-- EXERCISE AIM --
What should come back is the data below, word for word, minus any picture.

-- DATA FOR THIS EXERCISE --
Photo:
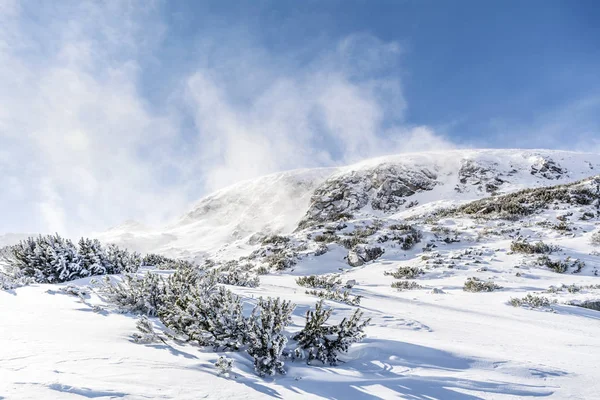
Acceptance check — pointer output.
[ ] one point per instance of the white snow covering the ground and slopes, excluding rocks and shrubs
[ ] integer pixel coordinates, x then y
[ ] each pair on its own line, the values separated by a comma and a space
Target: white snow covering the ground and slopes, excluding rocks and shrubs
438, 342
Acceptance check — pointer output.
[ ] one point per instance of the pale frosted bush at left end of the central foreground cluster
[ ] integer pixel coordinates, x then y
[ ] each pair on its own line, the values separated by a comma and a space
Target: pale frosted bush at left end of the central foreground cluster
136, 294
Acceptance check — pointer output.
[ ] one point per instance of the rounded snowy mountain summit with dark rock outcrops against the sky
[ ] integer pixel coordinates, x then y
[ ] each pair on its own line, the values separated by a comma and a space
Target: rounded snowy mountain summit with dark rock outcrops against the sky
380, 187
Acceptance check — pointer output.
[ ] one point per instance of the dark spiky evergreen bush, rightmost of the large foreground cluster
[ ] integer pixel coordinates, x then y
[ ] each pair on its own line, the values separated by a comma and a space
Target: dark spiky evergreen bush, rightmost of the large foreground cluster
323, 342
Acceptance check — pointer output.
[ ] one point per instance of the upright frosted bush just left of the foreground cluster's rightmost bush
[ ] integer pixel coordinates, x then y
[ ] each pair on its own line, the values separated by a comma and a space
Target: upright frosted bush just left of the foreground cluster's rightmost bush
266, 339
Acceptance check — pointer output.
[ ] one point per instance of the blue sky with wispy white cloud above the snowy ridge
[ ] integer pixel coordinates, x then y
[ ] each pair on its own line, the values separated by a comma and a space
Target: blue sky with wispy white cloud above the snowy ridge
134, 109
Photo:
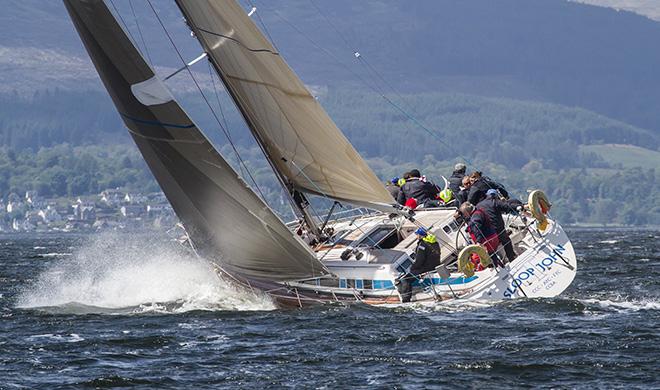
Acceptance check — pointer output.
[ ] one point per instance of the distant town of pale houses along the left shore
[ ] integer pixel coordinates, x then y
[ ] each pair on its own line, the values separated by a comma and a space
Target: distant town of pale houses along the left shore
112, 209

-- REPLY TO THE EXERCISE --
Photo:
Acceptance check — pointer output.
[ ] one point per instance of the white snow covering the ground and slopes, excluding rocks and shrubs
[ ] integer pixel coordinates, x then y
[ ] each pair on its own line, the values separated by a comma and a space
Target: white snow covering the ground and slopes, excluding rocks and shrubs
438, 342
Acceptance check — pointer output.
[ ] one point per instance of the pale frosted bush at left end of the central foreground cluster
[ ] integer pixel coordinates, x then y
[ ] each pair on its own line, the values separated by a comma and a space
Target: pale frosted bush at left end of the central foreground cluster
136, 294
Acceptance check — pointer output.
[ ] one point per instance of the rounded snowy mountain summit with dark rock outcrops against the sky
[ ] integer pixel coordinates, x then y
[ ] each pair on its own line, the values separated by a comma and a space
Target: rounded snowy mountain summit with dark rock outcrops against the sky
380, 187
Acceptance check — pointer output.
[ ] one point per instance of the dark spiky evergreen bush, rightmost of the large foreground cluster
[ ] integer pixel coordinates, x then y
[ ] each pair on its own line, the values separated by a comma and a space
Target: dark spiky evergreen bush, rightmost of the large foreground cluster
323, 342
Acceptance check — pointer output.
[ ] one point per instance of the upright frosted bush just left of the foreground cluster's rightmost bush
[ ] integer pixel coordinates, x then y
[ ] each pair on its own line, the values separated by a comma and a space
Target: upright frosted bush just left of the foreground cluster's rightmost bush
266, 339
Acceptance check — pointer output.
[ ] one point per instance of the blue sky with wispy white cloud above the snowy ridge
[ ] integer pixel coordinates, x then y
[ ] each pair on its own line, the values separated by a comma and a space
Target: blue sky with wispy white cloud above the snowy ridge
134, 109
Photo:
Acceptance check — pointer output.
[ ] one point per instance of the distant town of pale houses along the left shore
[ ] integer pixel coordinates, x then y
[ ] each pair on its own line, the values separated by a comma and a space
Target: distant town of pale houses along the left shore
112, 209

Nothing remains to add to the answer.